> _What is asked_: Could you set down each of the entries below word for word, in the same order?

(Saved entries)
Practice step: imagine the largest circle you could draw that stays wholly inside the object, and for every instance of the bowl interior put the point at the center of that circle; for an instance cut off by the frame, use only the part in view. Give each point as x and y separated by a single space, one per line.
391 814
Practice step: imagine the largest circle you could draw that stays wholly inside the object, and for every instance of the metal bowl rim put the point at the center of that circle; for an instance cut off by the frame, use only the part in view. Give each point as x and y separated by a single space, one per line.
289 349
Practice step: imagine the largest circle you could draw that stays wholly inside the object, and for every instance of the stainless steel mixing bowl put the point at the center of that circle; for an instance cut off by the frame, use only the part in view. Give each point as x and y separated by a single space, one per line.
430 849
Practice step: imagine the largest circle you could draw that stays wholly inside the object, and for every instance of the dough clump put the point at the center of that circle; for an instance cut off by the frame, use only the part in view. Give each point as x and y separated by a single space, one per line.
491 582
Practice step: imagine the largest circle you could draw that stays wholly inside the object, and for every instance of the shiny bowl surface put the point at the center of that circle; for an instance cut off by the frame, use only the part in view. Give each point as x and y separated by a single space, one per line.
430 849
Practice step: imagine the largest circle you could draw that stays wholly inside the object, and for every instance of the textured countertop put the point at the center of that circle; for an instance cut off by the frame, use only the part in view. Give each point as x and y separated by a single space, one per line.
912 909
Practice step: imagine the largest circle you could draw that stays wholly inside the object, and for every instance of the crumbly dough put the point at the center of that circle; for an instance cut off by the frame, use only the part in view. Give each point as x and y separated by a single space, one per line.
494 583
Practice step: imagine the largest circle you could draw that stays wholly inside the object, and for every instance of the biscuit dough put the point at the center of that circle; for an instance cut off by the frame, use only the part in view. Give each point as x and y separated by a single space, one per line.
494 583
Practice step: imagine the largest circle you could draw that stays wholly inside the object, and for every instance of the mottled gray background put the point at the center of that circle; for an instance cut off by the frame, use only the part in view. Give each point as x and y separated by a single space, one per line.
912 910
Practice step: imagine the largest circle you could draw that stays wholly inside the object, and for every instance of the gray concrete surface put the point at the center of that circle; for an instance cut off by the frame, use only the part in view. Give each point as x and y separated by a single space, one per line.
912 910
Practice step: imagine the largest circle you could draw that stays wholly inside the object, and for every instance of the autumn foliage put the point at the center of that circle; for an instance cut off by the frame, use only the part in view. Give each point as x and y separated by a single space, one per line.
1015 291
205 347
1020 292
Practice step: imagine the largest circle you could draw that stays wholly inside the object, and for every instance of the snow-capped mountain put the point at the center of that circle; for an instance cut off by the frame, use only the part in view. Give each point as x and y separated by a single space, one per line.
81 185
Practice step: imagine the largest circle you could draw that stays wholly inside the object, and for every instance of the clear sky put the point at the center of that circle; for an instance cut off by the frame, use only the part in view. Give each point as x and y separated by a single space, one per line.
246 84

> _Complete answer_:
Practice step: imagine the largest circle you could draw that stays wholly inside the object, and for every instance of the bowl interior put the point at the center of that circle; for an instance cut off by the frame, use only the part in view. Give each point as x and y separated by a single space, one per line.
391 814
Practice step: imagine the largest circle you could draw that stays wholly inside the object, and for every instance of the metal bowl rim put the point at the center of that circle; for an instance cut off by the frame, use only the part in view. Give each point as x and y separated by a single space, one per line.
289 349
Practice step: imagine the largest circle you could draw that stays wholly inside the object, and for every instance of the stainless steel mixing bowl put the point at the center of that circle; for an instance cut off by the frame, use only the part in view. Give each point as x and y separated by a single space, one per line.
430 849
Practice step: imagine the largest circle you could draw that stays wholly inside the object, and for every instance of the dough clump put the point at the center of that circle; for an instance cut off by the frame, use only the part in view. Give each point as x and y separated by a single space, one per line.
491 582
Practice step: imagine the largest circle you could draw that stays wholly inside the object, and for every instance of the shiny bowl surface put the point at the center of that circle; for an instance cut off by the frame, use only the part in view. Give each point as x and y separated by a single space, one per line.
430 849
Practice step: imagine the largest circle you could draw that stays wholly inside the object, and for every instance of the textured countertop put the point at the center of that circle; for an instance cut off by the frame, use only the part in view. Give each point as x and y separated by a single space, one per line.
912 909
Practice step: imagine the largest circle you could draw that stays wholly inside the object, and for every instance of the crumbly dough put the point at the center of that circle; for an instance cut off by the frame, use only the part in view. Give each point as x and y separated by a single space, one per line.
494 583
Practice step: imagine the largest circle you could draw that stays wholly inside the object, and for every instance of the biscuit dough put the point at the center of that circle; for an instance cut off by the frame, use only the part in view. Give each point as x and y separated by a single space, one per line.
494 583
Practice step: imagine the largest circle you could draw that stays wholly inside the object, and for every instance of the mottled gray background put the point at the center of that circle; for an instance cut off by the frame, use only the part in view. Give each point as x and y separated by a single space, one per line.
912 910
Practice step: imagine the largest circle you could draw that stays wholly inside the object, and for every instance of the gray concrete surface put the point at the center of that circle; for an instance cut off by the frame, use only the part in view. Give each point as x and y separated by a single space, one per line.
912 910
Practice step: imagine the largest circle you could draw that stays wholly inside the object, and for every instance of the autumn foliage put the point at the center of that circle; for an instance cut off by the frame, use only the part in view. Give each point as x and y separated by a single space, one per line.
1015 291
205 347
1020 292
Practice step: imagine the largest circle you could draw that stays wholly inside the object, and for every instance of the snow-capped mountain put the point at the center of that circle; for an instance cut off by the frame, use only the part in view. Give each point as x and y separated by a single space, one per line.
81 185
Practice step: imagine the largest circle you could draw that stays wholly inside the object, and for every instance of the clear sky put the point at the center of that circle; for an instance cut off by the frame, use only the part in view. Give each point as x and y separated by a single space, one per line.
246 84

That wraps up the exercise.